▸ **What needs to be done**
Every entry in the listing below is to be output unchanged.

▸ **Data extracts**
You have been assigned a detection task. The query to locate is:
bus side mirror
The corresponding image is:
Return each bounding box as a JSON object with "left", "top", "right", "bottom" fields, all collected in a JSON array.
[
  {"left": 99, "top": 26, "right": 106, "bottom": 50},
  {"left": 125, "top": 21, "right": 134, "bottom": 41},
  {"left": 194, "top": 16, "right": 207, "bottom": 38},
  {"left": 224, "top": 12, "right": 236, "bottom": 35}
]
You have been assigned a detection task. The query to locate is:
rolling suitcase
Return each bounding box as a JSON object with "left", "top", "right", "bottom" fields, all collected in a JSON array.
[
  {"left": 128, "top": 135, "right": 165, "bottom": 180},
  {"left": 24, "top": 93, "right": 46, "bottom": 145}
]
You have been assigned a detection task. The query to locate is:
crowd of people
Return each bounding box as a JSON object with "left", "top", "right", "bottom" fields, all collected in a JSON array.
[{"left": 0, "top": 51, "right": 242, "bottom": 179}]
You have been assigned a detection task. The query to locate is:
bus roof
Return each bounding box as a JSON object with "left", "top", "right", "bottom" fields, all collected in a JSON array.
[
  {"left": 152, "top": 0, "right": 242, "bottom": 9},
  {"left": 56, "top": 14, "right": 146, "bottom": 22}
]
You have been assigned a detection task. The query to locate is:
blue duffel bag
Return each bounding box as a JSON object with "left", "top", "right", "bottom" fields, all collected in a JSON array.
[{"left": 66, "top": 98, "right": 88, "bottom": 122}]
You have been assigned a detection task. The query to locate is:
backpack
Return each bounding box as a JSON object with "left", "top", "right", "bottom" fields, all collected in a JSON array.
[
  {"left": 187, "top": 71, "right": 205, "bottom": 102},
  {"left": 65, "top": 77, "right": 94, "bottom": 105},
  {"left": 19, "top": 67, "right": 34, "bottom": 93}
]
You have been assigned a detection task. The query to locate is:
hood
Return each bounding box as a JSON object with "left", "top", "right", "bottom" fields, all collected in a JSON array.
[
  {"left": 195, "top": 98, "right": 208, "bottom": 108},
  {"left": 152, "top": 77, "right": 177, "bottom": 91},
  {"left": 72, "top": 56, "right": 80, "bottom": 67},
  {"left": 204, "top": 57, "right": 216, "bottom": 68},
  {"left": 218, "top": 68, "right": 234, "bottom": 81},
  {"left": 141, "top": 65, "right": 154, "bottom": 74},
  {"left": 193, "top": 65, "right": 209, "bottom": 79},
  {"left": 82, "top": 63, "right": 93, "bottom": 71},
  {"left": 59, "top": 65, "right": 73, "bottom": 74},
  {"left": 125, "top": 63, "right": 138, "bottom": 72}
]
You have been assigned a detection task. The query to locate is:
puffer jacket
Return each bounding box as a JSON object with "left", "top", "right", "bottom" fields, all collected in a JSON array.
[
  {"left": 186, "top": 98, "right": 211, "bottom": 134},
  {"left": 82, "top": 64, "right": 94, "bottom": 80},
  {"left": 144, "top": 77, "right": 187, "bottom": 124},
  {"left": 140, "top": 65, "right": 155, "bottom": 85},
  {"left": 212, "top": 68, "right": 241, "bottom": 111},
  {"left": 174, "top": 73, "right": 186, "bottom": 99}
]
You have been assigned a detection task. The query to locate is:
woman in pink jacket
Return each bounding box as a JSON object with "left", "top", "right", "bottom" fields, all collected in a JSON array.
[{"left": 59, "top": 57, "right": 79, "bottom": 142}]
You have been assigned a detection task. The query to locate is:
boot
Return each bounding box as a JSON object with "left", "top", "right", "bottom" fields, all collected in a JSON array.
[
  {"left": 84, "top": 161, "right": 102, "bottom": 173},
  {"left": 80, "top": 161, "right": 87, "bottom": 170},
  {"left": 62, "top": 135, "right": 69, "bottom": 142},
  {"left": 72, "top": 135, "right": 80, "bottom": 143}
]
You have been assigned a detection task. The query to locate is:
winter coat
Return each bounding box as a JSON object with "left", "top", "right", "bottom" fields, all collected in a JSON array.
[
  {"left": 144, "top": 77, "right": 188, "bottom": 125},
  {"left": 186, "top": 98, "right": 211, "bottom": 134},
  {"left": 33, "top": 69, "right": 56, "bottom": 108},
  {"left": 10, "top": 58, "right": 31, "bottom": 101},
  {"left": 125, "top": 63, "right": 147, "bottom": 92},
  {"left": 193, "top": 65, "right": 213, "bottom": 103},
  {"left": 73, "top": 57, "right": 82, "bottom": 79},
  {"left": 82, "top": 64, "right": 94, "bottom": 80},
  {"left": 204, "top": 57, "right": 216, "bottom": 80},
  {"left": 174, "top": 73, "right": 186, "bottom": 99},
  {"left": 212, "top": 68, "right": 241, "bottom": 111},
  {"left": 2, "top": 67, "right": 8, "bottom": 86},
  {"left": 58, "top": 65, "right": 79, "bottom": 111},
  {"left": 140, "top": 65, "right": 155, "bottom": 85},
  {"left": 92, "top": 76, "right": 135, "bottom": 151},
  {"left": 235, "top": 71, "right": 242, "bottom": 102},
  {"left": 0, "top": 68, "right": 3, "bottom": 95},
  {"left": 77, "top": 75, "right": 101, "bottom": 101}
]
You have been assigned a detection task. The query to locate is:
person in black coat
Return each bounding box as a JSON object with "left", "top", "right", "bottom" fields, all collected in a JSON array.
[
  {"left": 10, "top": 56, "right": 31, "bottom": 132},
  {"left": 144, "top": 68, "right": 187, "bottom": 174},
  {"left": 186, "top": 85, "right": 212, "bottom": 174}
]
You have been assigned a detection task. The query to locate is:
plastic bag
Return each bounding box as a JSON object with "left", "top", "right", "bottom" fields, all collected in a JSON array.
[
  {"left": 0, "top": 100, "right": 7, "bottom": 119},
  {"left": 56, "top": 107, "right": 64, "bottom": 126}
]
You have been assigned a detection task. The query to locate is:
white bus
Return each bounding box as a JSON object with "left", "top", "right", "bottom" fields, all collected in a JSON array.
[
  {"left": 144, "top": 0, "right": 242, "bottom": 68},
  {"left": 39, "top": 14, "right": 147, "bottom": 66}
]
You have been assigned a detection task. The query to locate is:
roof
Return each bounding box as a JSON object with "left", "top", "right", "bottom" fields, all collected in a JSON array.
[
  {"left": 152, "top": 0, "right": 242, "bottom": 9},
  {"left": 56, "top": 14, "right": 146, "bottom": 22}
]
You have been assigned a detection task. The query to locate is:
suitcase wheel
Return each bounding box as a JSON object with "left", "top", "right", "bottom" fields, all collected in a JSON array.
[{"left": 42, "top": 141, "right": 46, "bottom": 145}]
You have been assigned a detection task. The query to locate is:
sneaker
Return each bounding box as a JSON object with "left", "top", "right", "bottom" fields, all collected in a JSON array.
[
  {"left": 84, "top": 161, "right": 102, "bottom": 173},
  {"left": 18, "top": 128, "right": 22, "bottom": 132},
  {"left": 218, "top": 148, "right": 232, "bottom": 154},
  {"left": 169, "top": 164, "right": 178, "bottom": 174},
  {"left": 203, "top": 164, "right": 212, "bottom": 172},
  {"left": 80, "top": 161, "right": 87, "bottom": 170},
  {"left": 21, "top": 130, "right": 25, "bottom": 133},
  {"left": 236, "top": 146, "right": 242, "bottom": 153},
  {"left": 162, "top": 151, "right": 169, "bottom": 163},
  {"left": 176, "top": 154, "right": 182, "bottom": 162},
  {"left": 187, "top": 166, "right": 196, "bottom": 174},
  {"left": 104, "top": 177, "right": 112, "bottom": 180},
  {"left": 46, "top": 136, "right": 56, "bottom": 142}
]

▸ **Solution**
You have been assigned a detection task. The query to locate is:
bus side mirror
The corresponding image is:
Return each bounding box as a JSON object with "left", "top", "right", "bottom" fields, all collected in a JSON array.
[
  {"left": 99, "top": 26, "right": 106, "bottom": 50},
  {"left": 125, "top": 21, "right": 134, "bottom": 41},
  {"left": 194, "top": 16, "right": 207, "bottom": 38},
  {"left": 224, "top": 12, "right": 236, "bottom": 35}
]
You have been assigned a detection task. The query to locate is:
rolling suitcase
Return each bounding box as a JSON object with "left", "top", "right", "bottom" fields, all collected in a JSON array.
[
  {"left": 128, "top": 135, "right": 165, "bottom": 180},
  {"left": 24, "top": 93, "right": 46, "bottom": 145}
]
You have been assigned a detection task. The query to locate is:
crowd of people
Return each bounding box as a JSON object with "left", "top", "right", "bottom" fields, all collected in a JSON array.
[{"left": 0, "top": 51, "right": 242, "bottom": 179}]
You have been assigned a detection task. The query to locate is:
bus roof
Return each bounding box as a JSON object with "left", "top", "right", "bottom" fields, all collected in a JSON array.
[
  {"left": 152, "top": 0, "right": 242, "bottom": 9},
  {"left": 56, "top": 14, "right": 146, "bottom": 22}
]
You have been assigned a detection task. The query to locate is:
blue duffel bag
Return each bounding box as a JSON object with "left", "top", "right", "bottom" fields, all collected in a JSON array.
[{"left": 66, "top": 98, "right": 88, "bottom": 122}]
You have been assigned a detection task. The query to locate is:
backpack
Return each bounding box as a JSON object with "left", "top", "right", "bottom" fields, all collected in a JSON array.
[
  {"left": 187, "top": 71, "right": 205, "bottom": 102},
  {"left": 65, "top": 77, "right": 94, "bottom": 105},
  {"left": 19, "top": 67, "right": 34, "bottom": 93}
]
You have been assigned a detection task. The query to locate is:
hood
Return each bounding box as a JSON object with "left", "top", "right", "bottom" fields, all collected in a JSON array.
[
  {"left": 195, "top": 98, "right": 208, "bottom": 108},
  {"left": 152, "top": 77, "right": 177, "bottom": 91},
  {"left": 72, "top": 56, "right": 80, "bottom": 67},
  {"left": 204, "top": 57, "right": 216, "bottom": 68},
  {"left": 218, "top": 68, "right": 234, "bottom": 81},
  {"left": 141, "top": 65, "right": 154, "bottom": 74},
  {"left": 193, "top": 65, "right": 209, "bottom": 79},
  {"left": 82, "top": 63, "right": 93, "bottom": 71},
  {"left": 59, "top": 65, "right": 73, "bottom": 74},
  {"left": 125, "top": 63, "right": 138, "bottom": 72}
]
You have been assigned a detection task. The query to locate is:
puffer jacket
Return each bounding box as a JSON object with "left", "top", "right", "bottom" fields, all collected in a JSON array.
[
  {"left": 186, "top": 98, "right": 211, "bottom": 134},
  {"left": 82, "top": 64, "right": 94, "bottom": 80},
  {"left": 144, "top": 77, "right": 187, "bottom": 124},
  {"left": 140, "top": 65, "right": 155, "bottom": 85},
  {"left": 212, "top": 68, "right": 241, "bottom": 111},
  {"left": 174, "top": 73, "right": 186, "bottom": 99}
]
You have been assigned a detection task. The query to locate is:
woman in pink jacket
Return each bounding box as a JSON object with "left", "top", "right", "bottom" fields, all collected in a JSON array.
[{"left": 59, "top": 57, "right": 79, "bottom": 142}]
You have been assigned a detection task. The query to locate is:
boot
Return each bounding box as a JSON object with "left", "top", "right", "bottom" fields, all collected in a JSON array.
[
  {"left": 84, "top": 161, "right": 102, "bottom": 173},
  {"left": 80, "top": 161, "right": 87, "bottom": 170},
  {"left": 62, "top": 135, "right": 69, "bottom": 142},
  {"left": 72, "top": 135, "right": 80, "bottom": 143}
]
You have been assigned a detection task. The query to locate is:
winter coat
Return each bounding box as a JSON object with "left", "top", "right", "bottom" fields, all collected in a JSON array.
[
  {"left": 144, "top": 77, "right": 188, "bottom": 125},
  {"left": 186, "top": 98, "right": 211, "bottom": 134},
  {"left": 33, "top": 69, "right": 56, "bottom": 108},
  {"left": 10, "top": 58, "right": 31, "bottom": 101},
  {"left": 125, "top": 63, "right": 147, "bottom": 92},
  {"left": 193, "top": 65, "right": 213, "bottom": 103},
  {"left": 73, "top": 57, "right": 82, "bottom": 79},
  {"left": 82, "top": 64, "right": 94, "bottom": 80},
  {"left": 204, "top": 57, "right": 216, "bottom": 80},
  {"left": 174, "top": 73, "right": 186, "bottom": 99},
  {"left": 212, "top": 68, "right": 241, "bottom": 111},
  {"left": 2, "top": 67, "right": 8, "bottom": 86},
  {"left": 58, "top": 65, "right": 79, "bottom": 111},
  {"left": 140, "top": 65, "right": 155, "bottom": 85},
  {"left": 92, "top": 76, "right": 135, "bottom": 151},
  {"left": 235, "top": 71, "right": 242, "bottom": 102},
  {"left": 0, "top": 68, "right": 3, "bottom": 95},
  {"left": 77, "top": 75, "right": 101, "bottom": 101}
]
You have been assigned a detection task. The query to locate is:
person in black coat
Return each bounding box as a JSON object with "left", "top", "right", "bottom" fields, all collected in a JSON array.
[
  {"left": 10, "top": 56, "right": 31, "bottom": 132},
  {"left": 144, "top": 68, "right": 187, "bottom": 174},
  {"left": 186, "top": 85, "right": 212, "bottom": 174}
]
You have been assigned a detection task. The query to locate is:
plastic bag
Return each bounding box as a JSON object with "left", "top", "right", "bottom" fields, all collected in a JSON array.
[
  {"left": 0, "top": 100, "right": 7, "bottom": 119},
  {"left": 56, "top": 107, "right": 64, "bottom": 126}
]
You have been assigned a detection task. The query to locate is:
white bus
Return each bounding box as a JSON object with "left", "top", "right", "bottom" fields, all collected in a JSON array.
[
  {"left": 144, "top": 0, "right": 242, "bottom": 68},
  {"left": 39, "top": 14, "right": 147, "bottom": 66}
]
You have been assigned a detection task. The query to locate is:
roof
Return each bounding box as a JSON object with "left", "top", "right", "bottom" fields, all collected in a JSON array.
[
  {"left": 152, "top": 0, "right": 242, "bottom": 9},
  {"left": 56, "top": 14, "right": 146, "bottom": 22}
]
You have been assigned a detection task. The query to locate is:
suitcase wheel
Return each bounding box as a JSON object with "left", "top", "right", "bottom" fields, all collected in a JSON array.
[{"left": 42, "top": 141, "right": 46, "bottom": 145}]
You have been assigned a detection task. The query to locate is:
sneaker
Return each bounding box as a JSON object with "left", "top", "right", "bottom" fields, all collected in a JSON array.
[
  {"left": 84, "top": 161, "right": 102, "bottom": 173},
  {"left": 18, "top": 128, "right": 22, "bottom": 132},
  {"left": 218, "top": 148, "right": 232, "bottom": 154},
  {"left": 169, "top": 164, "right": 178, "bottom": 174},
  {"left": 203, "top": 164, "right": 212, "bottom": 172},
  {"left": 80, "top": 161, "right": 87, "bottom": 170},
  {"left": 21, "top": 130, "right": 25, "bottom": 133},
  {"left": 236, "top": 146, "right": 242, "bottom": 153},
  {"left": 162, "top": 151, "right": 169, "bottom": 163},
  {"left": 176, "top": 154, "right": 182, "bottom": 162},
  {"left": 187, "top": 166, "right": 196, "bottom": 174},
  {"left": 104, "top": 177, "right": 112, "bottom": 180},
  {"left": 46, "top": 136, "right": 56, "bottom": 142}
]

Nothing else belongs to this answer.